▸ Problems and tasks
**A.** Answer these questions about the forum thread on removing zero-value table rows:
(i) What file path does the LINQ example open the document from?
(ii) What condition was added to the for loop?
(iii) What file does the second code example open?
**B.** From the forum thread on removing zero-value table rows, extract the passage starting at "Made this modification(c.PreviousSibling" and ending at "in docu.GetChildNodes(Aspose.Words.NodeType.Table, true))".
**C.** Write the next part of the forum thread on removing zero-value table rows, picking up right after its last line.

▸ Document segment
Will you let me know. Thank you so much for your response and would like to hear from you further.

@qlnsubhash You can use LINQ syntax to achieve this. For example see the following code which does the same as the code suggested in the previous answer:

Document doc = new Document(@"C:\Temp\in.docx");

// Remove all rows with zero values using LINQ
doc.GetChildNodes(NodeType.Row, true).Cast<Row>() // Get all rows from the document.
    .Where(r => r.Cells.All(c => c.ToString(SaveFormat.Text).Trim().Equals("0"))) // Select rows with zero values.
    .ToList().ForEach(r => r.Remove()); // Remove selected rows.

doc.Save("C:\\Temp\\out.docx");

If zero values rows in your input document will have some metadata, you can use another condition to to select rows with zero values.

Made this modification(c.PreviousSibling != null) in the for loop to avoid the first cell which would have description.

Aspose.Words.Document docu = new Aspose.Words.Document(@"in.docx");

foreach (Aspose.Words.Tables.Table table1 in docu.GetChildNodes(Aspose.Words.NodeType.Table, true))
{
    // Remove rows with zero values.
    foreach (Row r in table1.Rows)
    {
        bool hasZeroValuesOnly = true;
        foreach (Cell c in r.Cells)

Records
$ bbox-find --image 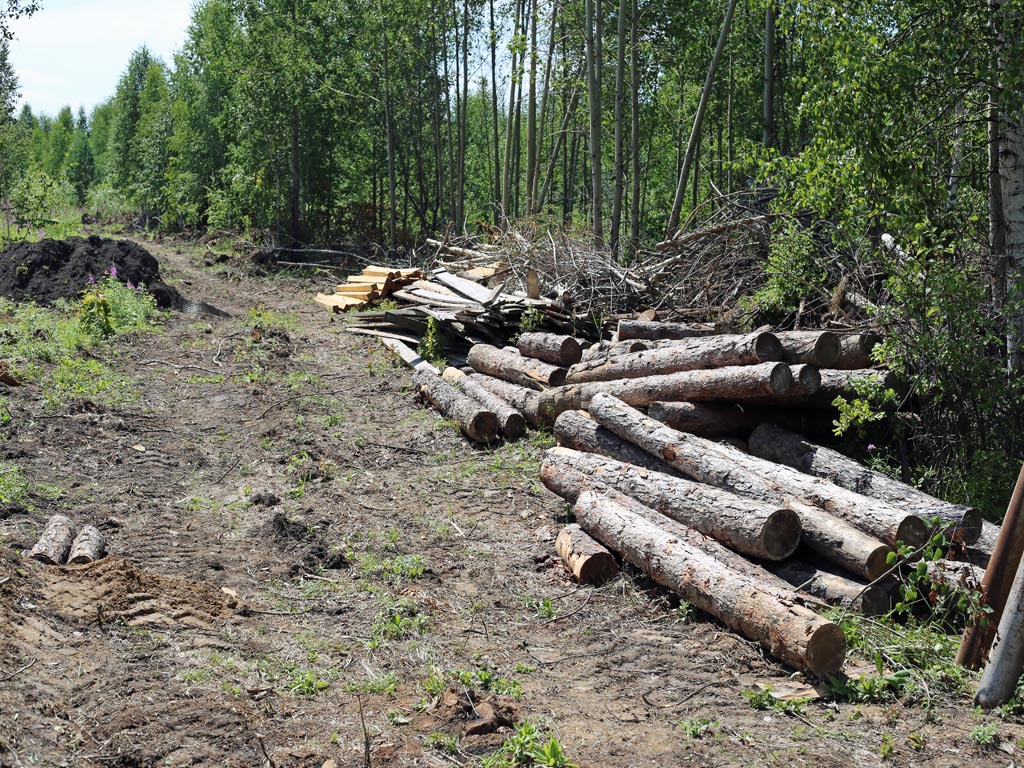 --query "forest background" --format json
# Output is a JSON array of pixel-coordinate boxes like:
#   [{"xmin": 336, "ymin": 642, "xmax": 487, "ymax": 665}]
[{"xmin": 0, "ymin": 0, "xmax": 1024, "ymax": 518}]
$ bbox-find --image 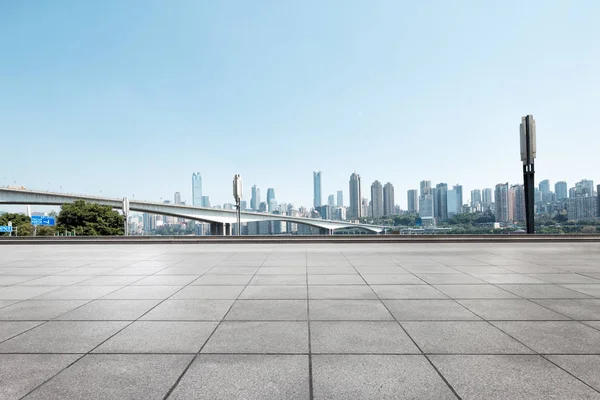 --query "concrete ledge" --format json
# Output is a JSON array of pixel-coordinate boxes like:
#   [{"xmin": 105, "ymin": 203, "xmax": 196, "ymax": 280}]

▸ Answers to the problems
**A.**
(i) C:\Temp\in.docx
(ii) c.PreviousSibling != null
(iii) in.docx

**B.**
Made this modification(c.PreviousSibling != null) in the for loop to avoid the first cell which would have description.

Aspose.Words.Document docu = new Aspose.Words.Document(@"in.docx");

foreach (Aspose.Words.Tables.Table table1 in docu.GetChildNodes(Aspose.Words.NodeType.Table, true))

**C.**
            if (c.PreviousSibling != null)//Checking to avoid the first column as it would have description.
            {
                hasZeroValuesOnly &= c.ToString(SaveFormat.Text).Trim().Equals("0");
            }

        if (hasZeroValuesOnly)
            r.Remove();
    }
}

docu.Save(@"C:\Temp\out.docx");

Attached the in.docx and out.docx.
in.docx (16.4 KB)
out.docx (22.2 KB)

Have the below questions.

  1. In the LINQ query you have provided would it be possible to add this condition
    (c.PreviousSibling != null) to skip the first column of each row in the check for 0 value?
  2. Between the foreach and LINQ would we benefit anything from the performance point of view when we have 1000 or more rows to check.
  3. Other than this 2 approaches (foreach and LINQ) would any different approach like the below question can be possible to make the operation faster.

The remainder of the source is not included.